● TASK DESCRIPTION
All entries are to be copied verbatim, while the pictures stay out.

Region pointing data

****************

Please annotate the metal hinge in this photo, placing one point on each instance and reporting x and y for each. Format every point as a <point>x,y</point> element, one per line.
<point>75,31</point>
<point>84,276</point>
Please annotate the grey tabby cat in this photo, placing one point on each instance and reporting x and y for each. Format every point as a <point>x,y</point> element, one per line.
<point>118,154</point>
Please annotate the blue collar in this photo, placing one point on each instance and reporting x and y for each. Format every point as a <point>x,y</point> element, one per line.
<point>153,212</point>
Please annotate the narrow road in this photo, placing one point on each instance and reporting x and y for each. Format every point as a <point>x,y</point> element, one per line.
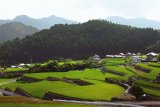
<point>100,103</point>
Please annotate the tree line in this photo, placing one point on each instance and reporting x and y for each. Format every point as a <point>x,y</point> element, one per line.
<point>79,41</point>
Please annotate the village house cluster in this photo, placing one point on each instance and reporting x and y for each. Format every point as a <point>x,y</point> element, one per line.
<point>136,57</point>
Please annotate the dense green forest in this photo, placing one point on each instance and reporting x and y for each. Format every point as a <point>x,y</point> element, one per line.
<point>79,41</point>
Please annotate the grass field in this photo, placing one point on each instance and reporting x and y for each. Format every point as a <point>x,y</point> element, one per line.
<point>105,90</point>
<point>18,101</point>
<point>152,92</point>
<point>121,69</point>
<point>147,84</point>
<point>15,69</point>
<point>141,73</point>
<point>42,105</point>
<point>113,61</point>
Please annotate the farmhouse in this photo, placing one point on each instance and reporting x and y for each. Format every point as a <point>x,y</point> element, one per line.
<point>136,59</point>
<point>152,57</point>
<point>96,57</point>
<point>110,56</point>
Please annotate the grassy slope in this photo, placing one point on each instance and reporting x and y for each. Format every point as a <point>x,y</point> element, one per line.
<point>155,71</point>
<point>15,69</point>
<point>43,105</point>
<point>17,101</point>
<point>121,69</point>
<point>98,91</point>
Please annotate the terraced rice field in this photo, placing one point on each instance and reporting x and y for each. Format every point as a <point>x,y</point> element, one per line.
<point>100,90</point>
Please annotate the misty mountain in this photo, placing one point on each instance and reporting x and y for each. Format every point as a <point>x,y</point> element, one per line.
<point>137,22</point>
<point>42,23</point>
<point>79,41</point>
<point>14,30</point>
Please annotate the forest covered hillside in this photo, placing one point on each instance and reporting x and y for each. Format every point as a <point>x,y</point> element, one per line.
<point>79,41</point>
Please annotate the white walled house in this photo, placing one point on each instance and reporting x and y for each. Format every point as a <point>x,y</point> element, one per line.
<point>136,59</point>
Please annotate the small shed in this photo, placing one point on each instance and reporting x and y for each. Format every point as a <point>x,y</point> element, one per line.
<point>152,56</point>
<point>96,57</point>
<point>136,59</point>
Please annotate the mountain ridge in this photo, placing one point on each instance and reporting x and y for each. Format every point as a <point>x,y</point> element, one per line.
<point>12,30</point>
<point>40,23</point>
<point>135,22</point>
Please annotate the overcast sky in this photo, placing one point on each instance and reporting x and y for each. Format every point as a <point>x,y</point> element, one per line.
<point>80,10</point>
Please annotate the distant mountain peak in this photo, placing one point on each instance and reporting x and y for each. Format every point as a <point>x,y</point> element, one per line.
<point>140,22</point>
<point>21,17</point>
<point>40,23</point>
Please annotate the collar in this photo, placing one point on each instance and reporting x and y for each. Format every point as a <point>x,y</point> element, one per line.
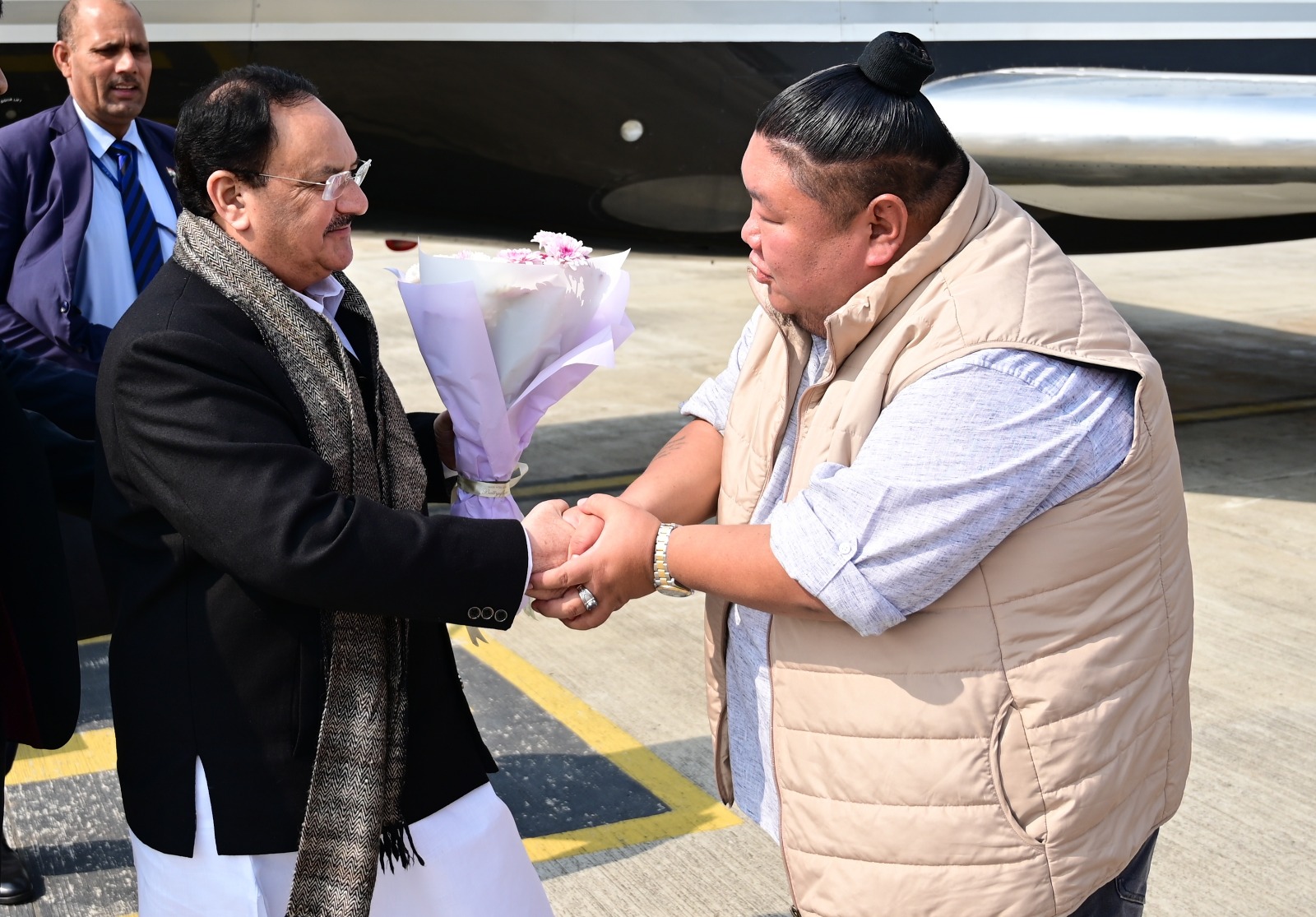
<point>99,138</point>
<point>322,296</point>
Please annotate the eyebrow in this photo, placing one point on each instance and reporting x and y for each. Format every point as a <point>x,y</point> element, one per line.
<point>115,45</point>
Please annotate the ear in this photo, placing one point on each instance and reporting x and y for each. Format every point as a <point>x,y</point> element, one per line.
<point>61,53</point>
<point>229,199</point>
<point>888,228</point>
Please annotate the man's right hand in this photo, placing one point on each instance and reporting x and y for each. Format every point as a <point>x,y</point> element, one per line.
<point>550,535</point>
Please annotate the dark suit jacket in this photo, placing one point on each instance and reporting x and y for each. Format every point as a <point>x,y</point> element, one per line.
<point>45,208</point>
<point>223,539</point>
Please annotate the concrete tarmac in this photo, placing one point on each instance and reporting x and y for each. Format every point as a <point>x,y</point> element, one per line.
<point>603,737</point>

****************

● YOUR SOLUTION
Please annotate the metal hinge in this photo, placing one point on each instance and reporting x and y for each. Format every point as a <point>x,y</point> element, one per line.
<point>75,31</point>
<point>84,276</point>
Please annotate the grey tabby cat in this photo, placing one point on each instance and reporting x and y for each. Format every point as a <point>x,y</point> element, one per line.
<point>118,154</point>
Please annotate the blue collar in this photo, placing one point on each instance and reporting x and y for each. Format every point as a <point>x,y</point> element, one per line.
<point>153,212</point>
Please annotate the narrow road in this photo, placing one point on each instance and reporting x and y for each. Format every point as a <point>x,y</point> element, one per line.
<point>100,103</point>
Please annotate the tree line in this photo, placing one point on each instance and reporting x and y for each. Format every point as a <point>x,y</point> element, one per line.
<point>79,41</point>
Please annotate the village house cluster in this photo, placing one point on each instance and reporting x and y for each. Format every point as a <point>x,y</point> element, one per line.
<point>136,57</point>
Please annotate the dense green forest in this photo, placing one point on each instance and reporting x and y for each. Format every point as a <point>x,y</point> element, one per line.
<point>79,41</point>
Please annotate the grass field in this photo, placing one point on each instance and reporting x and y for each. Format every point as a <point>x,y</point> element, one per line.
<point>105,90</point>
<point>18,101</point>
<point>152,92</point>
<point>121,69</point>
<point>147,84</point>
<point>15,69</point>
<point>141,73</point>
<point>42,105</point>
<point>113,61</point>
Please annotate the farmhouse in this photo, placing one point on each instance and reporting x and y for each. Format every point as a <point>x,y</point> element, one per line.
<point>136,59</point>
<point>152,57</point>
<point>96,57</point>
<point>110,56</point>
Please annotate the grassy slope in this photo, placing one point on each instance and reporting x and y for each. Format every point as a <point>x,y</point> element, one per line.
<point>155,71</point>
<point>15,69</point>
<point>43,105</point>
<point>17,101</point>
<point>121,69</point>
<point>98,91</point>
Please annotate the terraced rice field in this photo, placing one point on each instance and reporting x and y for each. Format every point as a <point>x,y</point> element, one per line.
<point>100,90</point>
Please annotate the misty mountain in this photo, placing one point on each instance and reporting x and y for each. Format every point as a <point>x,y</point> element, one per line.
<point>137,22</point>
<point>42,23</point>
<point>79,41</point>
<point>14,30</point>
Please annotate the forest covered hillside in this photo, placing one point on each instance and reporting x and y for each. Format every point as a <point>x,y</point> element, one per line.
<point>79,41</point>
Please annotate the white walled house in this photo, placing one point on each instance and reporting x and y for each. Format every point as a <point>x,y</point> element, one per line.
<point>136,59</point>
Please annotate the small shed in this photo, placing one point on each instance and reporting x and y for each. Format every point as a <point>x,y</point> element, one per line.
<point>152,56</point>
<point>96,57</point>
<point>136,59</point>
Please annotate the mountain ridge in this photo, placing one point on each instance and reporting x and y for each. Format every point as a <point>x,y</point> element, one per line.
<point>12,30</point>
<point>40,23</point>
<point>135,22</point>
Please annotate the overcast sky in this photo, placing one point on each instance and reporting x and y for each. Format every point as a <point>x,y</point> element, one per line.
<point>80,10</point>
Please annotate the distant mountain peak in this photo, placing one point on each instance and reporting x and y for each. Format every point as a <point>x,y</point> element, one per line.
<point>140,22</point>
<point>21,17</point>
<point>40,23</point>
Please annotate the collar in this photo, placing one point on each instance and reporting x and y for each. Format every point as a <point>x,y</point> element, one per line.
<point>99,138</point>
<point>322,296</point>
Please annotate the eyebrow in this photo, placing one point on each instance and reporting x and y for each. Format every point as a <point>x,y</point> element, one per line.
<point>115,45</point>
Please annotate the ear in this photo, placing one point on each instance and reporting x and y for each. Format every point as a <point>x,y</point> element, one per line.
<point>61,53</point>
<point>229,199</point>
<point>888,228</point>
Please annotate the man's right hand in this photo, placing one point on each instance and reporting x and y for each. Format every point as a <point>x,y</point> element, one per line.
<point>550,535</point>
Please annotate the dark suit jacket in this photo, placing one point on each instance and reporting x and y for each. Format every point as a <point>x,y</point> element, one per line.
<point>45,208</point>
<point>223,539</point>
Please annotate the concrete tarmac in this photo, placing one point on each instance and reporting x and y for each. Format every point as a <point>x,y</point> element, one per line.
<point>603,737</point>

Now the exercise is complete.